> Point localization data:
'''

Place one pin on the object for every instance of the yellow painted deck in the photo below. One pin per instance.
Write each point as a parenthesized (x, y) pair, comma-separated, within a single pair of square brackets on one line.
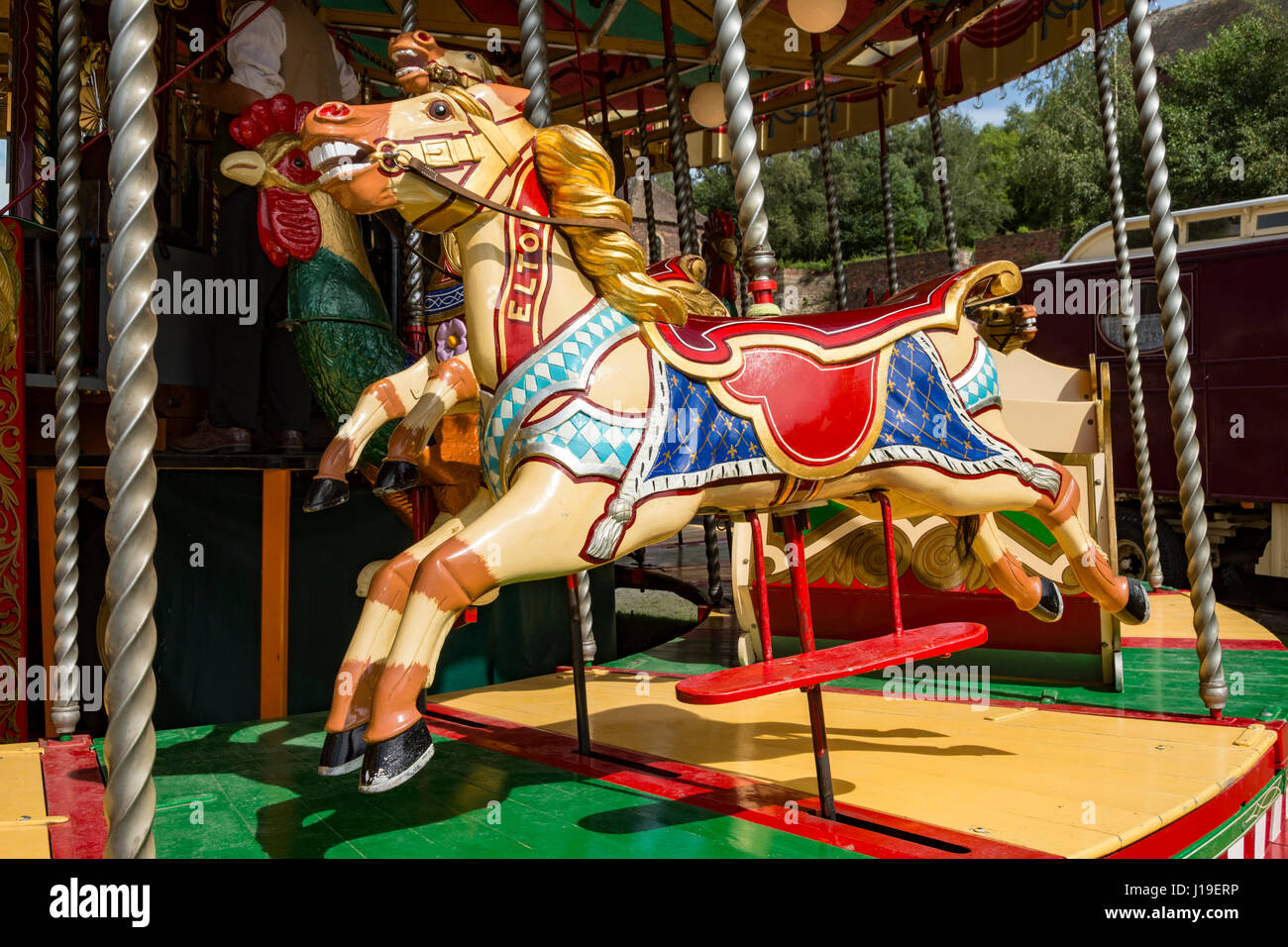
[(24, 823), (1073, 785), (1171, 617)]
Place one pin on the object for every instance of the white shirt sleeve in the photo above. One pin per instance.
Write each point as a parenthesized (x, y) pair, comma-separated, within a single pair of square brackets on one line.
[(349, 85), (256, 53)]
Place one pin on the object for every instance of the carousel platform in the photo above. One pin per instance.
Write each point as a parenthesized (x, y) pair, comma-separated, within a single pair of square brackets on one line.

'''

> WHAT THE TASK REQUIRES: After locating the line that holds "of the carousel", print it and each line after it through the end of the data, exactly as it stands.

> RESPONSE:
Place one pin on the object for every instance of the carousel platform in the photo above. One pin per instance.
Write each point as a parenthesized (x, y) pair, comma-separated, within a single pair of square brackets on one line.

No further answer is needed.